Tarefas do exercício:
[1] Responda às perguntas abaixo com base na reportagem sobre as audições em Nápoles:
(a) Em que bairro de Nápoles fica o beco sem saída por onde as crianças corriam?
(b) Que palavra estava escrita na placa pendurada acima da cabeça de Marta Reale?
(c) Quantas cópias vendeu a série de quatro livros conhecida como "romances napolitanos"?
[2] Dê a continuação da reportagem sobre as audições para a série 'A Amiga Genial' a partir do ponto em que ela termina.

Texto fornecido:
::::
Folha de S. Paulo


Audições para série 'A Amiga Genial' levam crianças de Nápoles a sonhar

Uma legião de crianças, reluzindo com a promessa de estrelato repentino, corria por um beco sem saída em Sanità, um bairro pobre de Nápoles onde se veem varais de roupa cruzando as ruas.

Uma delas, Marta Reale, 10, com franjas tingidas e um amplo sorriso, abriu caminho em meio à densa multidão de crianças que ocupava o centro recreativo, passando por nuvens de fumaça de cigarro que refletiam a luz do sol e pelas mães que esperavam sentadas em suas motonetas, se abanando com leques. Acima dela, outras crianças estavam penduradas da janela, e ainda mais acima, outras mais lotavam uma sacada.

Reale se aproximou da mesa, disse seu nome e idade e recebeu uma senha numerada e um formulário de consentimento que seus pais teriam de assinar. A placa que pendia por sobre sua cabeça dizia "sonho".

A ocasião não era só um processo de seleção de elenco; era um processo de seleção de elenco para "L'Amica Geniale" ['A Amiga Genial'], uma adaptação do primeiro dos quatro romances de imenso sucesso escritos por Elena Ferrante, cuja identidade oculta fascina o mundo literário. A série de quatro livros, conhecida como "romances napolitanos", vendeu mais de 1 milhão de cópias.
::::
Material:

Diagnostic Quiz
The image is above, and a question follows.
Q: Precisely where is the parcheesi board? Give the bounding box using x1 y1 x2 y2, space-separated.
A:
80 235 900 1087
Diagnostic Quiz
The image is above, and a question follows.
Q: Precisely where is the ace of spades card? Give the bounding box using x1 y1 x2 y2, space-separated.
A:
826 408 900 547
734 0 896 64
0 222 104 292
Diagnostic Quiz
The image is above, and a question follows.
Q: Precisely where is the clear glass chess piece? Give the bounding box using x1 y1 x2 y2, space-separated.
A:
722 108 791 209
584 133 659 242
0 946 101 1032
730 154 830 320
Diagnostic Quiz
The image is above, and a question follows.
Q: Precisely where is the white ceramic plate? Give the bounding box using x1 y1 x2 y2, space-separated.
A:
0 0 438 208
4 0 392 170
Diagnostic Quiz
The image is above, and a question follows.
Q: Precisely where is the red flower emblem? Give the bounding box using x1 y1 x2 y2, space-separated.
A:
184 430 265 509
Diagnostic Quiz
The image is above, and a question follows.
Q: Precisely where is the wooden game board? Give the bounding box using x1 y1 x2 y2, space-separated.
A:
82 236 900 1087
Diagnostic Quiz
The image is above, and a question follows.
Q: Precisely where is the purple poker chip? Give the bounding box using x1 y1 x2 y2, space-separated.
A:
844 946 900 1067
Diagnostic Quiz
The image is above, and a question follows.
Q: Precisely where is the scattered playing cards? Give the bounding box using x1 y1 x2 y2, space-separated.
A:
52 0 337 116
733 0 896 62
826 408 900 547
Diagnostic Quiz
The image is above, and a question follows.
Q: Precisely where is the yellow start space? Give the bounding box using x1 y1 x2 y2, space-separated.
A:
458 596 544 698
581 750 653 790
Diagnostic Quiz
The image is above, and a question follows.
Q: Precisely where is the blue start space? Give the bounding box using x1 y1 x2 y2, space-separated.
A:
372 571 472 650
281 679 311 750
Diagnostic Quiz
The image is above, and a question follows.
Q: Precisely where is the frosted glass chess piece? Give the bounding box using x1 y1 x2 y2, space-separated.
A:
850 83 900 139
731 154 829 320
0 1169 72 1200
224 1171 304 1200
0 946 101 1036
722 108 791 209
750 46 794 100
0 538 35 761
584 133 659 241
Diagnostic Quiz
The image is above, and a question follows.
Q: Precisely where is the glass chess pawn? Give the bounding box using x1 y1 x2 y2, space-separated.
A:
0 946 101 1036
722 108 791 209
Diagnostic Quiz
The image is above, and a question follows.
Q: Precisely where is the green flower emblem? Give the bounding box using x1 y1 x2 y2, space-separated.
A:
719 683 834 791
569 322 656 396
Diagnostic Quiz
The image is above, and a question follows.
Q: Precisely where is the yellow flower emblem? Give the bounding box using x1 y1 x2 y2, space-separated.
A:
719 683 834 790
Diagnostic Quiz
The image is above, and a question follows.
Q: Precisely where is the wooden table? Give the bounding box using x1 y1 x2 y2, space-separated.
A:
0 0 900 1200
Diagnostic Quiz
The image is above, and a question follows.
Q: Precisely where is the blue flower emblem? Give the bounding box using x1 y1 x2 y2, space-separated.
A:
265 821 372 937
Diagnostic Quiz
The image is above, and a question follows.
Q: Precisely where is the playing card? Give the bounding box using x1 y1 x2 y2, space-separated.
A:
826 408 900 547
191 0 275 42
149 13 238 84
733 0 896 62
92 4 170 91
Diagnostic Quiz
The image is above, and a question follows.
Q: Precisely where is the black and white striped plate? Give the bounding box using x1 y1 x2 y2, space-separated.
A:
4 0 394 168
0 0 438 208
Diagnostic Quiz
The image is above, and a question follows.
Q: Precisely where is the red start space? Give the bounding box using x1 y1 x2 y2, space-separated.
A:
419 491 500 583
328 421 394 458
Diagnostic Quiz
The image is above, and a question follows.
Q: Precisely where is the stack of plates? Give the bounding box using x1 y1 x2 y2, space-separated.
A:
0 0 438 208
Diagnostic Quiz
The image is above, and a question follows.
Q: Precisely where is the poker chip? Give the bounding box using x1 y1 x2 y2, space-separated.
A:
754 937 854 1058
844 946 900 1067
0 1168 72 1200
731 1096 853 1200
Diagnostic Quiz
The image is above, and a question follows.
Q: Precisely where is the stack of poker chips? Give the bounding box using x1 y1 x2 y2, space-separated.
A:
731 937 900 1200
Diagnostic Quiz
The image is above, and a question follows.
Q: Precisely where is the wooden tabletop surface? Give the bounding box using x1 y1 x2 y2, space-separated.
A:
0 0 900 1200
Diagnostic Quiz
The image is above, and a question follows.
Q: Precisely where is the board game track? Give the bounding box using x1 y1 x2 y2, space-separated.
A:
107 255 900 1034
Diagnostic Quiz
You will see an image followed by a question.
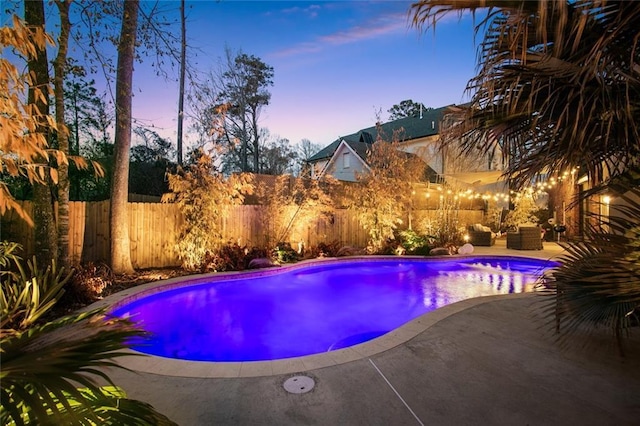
::::
Respostas às tarefas:
[1]
(a) Sanità.
(b) "Sonho".
(c) Mais de 1 milhão de cópias.

[2]
A HBO e a RAI, a rede de rádio e TV estatal italiana, estão sofrendo de febre Ferrante, e decidiram produzir uma minissérie em oito episódios inspirada pelo primeiro dos romances, apresentando aos telespectadores internacionais o complicado relacionamento entre duas meninas de notável talento, Lila ("aquela garota terrível e deslumbrante"), e Lenù ("gosto de agradar todo mundo"), e sua história de amadurecimento e separação, em um bairro violento e vívido de Nápoles nos anos de pobreza do pós-Guerra.

Trata-se de uma grande produção, com produtores famosos, um diretor célebre e participação da autora nos roteiros e no design de cenários. ("Conversamos por e-mail", disse o diretor, Saverio Costanzo. "Caro Saverio. Cara Elena".)

Em um esforço passadista por preservar a autenticidade, os produtores estão procurando atores infantis amadores - dois pares de meninas para representar as protagonistas aos oito e aos 15 anos de idade, e mais um elenco de apoio de crianças maltrapilhas digno de uma produção como "Annie".

O resultado foi a audição coletiva aberta a todos os interessados, que atraiu cinco mil crianças - a maioria das quais jamais ouviu falar de Elena Ferrante - e criou uma mistura de histeria e esperança em regiões de Nápoles pobres em recursos materiais mas ricas em personagens autênticos.

"Todo mundo sabe atuar, em Nápoles", disse Costanzo. "As pessoas precisam ser atores para se defender. Todo mundo tem um papel a interpretar".

Ou, nas palavras de Dora Cardamone, 43, que esperava as duas filhas do lado de fora do local da audição, "interpretar um papel está no sangue dos napolitanos".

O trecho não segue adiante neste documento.